A Nutrition-Wise Look at the Inaugural Luncheon
Should a once-(or maybe twice)-in-a-lifetime meal such as Tuesday's inaugural luncheon be held to high nutritional standards? Or does a president's swearing-in warrant a bit of indulgence?
One nutrition writer tallies the feast's calorie count at 3,048 and notes that the spread contains 142 grams of fat.
I talked with Kathy Valentine, CEO of Urban Design, the Arlington catering firm that's preparing the luncheon (as it has for several other inaugurations). Valentine told me her company hadn't calculated the meal's caloric content, but that the menu seemed reasonable to her, particularly as the three-course meal is being served on plates of a "nice size" -- meaning modest -- that helps keep portion sizes in check. So, for instance, while the seafood stew has a bit of butter and cream, the amount each guest is served has very little of those high-fat ingredients. "I wouldn't feel guilty eating it," Valentine says.
Valentine notes that, while the specifications her company had to meet in designing the menu mandated that it be reminiscent of the Lincoln era, the catering company always tries to keep health in mind. Because clients increasingly demand healthful offerings, she says, "We're always looking to be more health conscious, using lean produce, less starch and more local, fresh vegetables."

» Parts of the exercise
**A)** Repeat the inaugural luncheon piece word for word, everything from "A Nutrition-Wise Look" down to "grams of fat.".
**B)** Pick up the article on the inaugural luncheon's nutrition after its final sentence and keep writing.
The lines that come next are from a different source.

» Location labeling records
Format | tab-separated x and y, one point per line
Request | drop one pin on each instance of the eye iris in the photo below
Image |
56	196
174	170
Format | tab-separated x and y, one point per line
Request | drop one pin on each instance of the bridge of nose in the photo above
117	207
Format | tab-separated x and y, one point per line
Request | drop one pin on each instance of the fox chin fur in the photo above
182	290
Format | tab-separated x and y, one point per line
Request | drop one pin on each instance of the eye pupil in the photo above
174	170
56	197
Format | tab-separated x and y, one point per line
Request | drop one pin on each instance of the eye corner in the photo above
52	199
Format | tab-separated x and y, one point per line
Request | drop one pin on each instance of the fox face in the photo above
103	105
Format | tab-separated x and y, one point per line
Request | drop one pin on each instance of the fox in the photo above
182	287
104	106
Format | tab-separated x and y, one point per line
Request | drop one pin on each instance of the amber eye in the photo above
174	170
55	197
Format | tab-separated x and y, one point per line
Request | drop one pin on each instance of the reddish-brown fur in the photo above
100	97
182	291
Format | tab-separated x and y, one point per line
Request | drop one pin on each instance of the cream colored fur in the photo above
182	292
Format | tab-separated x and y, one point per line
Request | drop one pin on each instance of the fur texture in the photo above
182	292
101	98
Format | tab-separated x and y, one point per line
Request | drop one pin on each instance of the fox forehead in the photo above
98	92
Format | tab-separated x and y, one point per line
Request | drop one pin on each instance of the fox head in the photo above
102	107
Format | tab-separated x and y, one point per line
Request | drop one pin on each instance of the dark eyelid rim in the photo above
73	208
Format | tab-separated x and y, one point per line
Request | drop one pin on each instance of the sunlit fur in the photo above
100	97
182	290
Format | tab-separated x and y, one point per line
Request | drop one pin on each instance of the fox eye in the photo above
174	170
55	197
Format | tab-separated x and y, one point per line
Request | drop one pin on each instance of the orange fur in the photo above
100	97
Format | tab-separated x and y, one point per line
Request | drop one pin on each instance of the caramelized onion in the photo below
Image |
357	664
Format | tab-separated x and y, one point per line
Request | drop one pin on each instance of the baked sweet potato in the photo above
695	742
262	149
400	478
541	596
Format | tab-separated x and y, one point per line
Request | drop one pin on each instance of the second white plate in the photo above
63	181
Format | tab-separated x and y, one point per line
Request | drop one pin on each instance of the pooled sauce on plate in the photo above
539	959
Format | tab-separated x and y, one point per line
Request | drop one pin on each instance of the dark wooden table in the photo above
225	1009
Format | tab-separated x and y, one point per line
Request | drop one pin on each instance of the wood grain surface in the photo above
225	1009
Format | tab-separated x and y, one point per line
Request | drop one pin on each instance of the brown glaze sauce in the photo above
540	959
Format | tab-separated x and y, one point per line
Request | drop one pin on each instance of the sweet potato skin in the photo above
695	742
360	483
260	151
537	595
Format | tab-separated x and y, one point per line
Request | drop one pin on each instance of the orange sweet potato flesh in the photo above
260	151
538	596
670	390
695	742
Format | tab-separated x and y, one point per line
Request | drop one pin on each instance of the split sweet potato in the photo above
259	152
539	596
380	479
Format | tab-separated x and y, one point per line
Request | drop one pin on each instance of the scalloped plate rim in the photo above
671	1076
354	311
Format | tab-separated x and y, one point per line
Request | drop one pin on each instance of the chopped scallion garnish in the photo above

» Expected responses
**A)**
A Nutrition-Wise Look at the Inaugural Luncheon
Should a once-(or maybe twice)-in-a-lifetime meal such as Tuesday's inaugural luncheon be held to high nutritional standards? Or does a president's swearing-in warrant a bit of indulgence?
One nutrition writer tallies the feast's calorie count at 3,048 and notes that the spread contains 142 grams of fat.

**B)**
The calorie count is indeed high -- at least half again what most of us should consume in a day. Otherwise, you can see how the planners of this menu tried to include healthy ingredients: The stew features lobster, scallops and black cod (albeit under a blanket of puff pastry, which is meant to keep the mix warm). It's hard to argue with the array of winter vegetables -- asparagus, carrots, brussels sprouts and wax beans, which are prepared with a bit of butter and heart-healthy olive oil. There's a Bing cherry chutney to go with the roast pheasant and duck. A sweet potato dish has only a bit of butter and molasses for sweetening; both of those seem like worthwhile trade-offs for the nutrition-packed potatoes. And the cinnamon-apple sponge cake dessert. ... well, at least it's a fruit-based concoction, though the brioche-and-butter-filled bread topping seems, well, over the top.
Surely not a meal I'd want to eat every day. But Tuesday is far from an every-day day.
In any case, should you have a bone to pick regarding the meal, don't blame the new president. Valentine says the menu was planned in September and would have been the same whichever candidate won.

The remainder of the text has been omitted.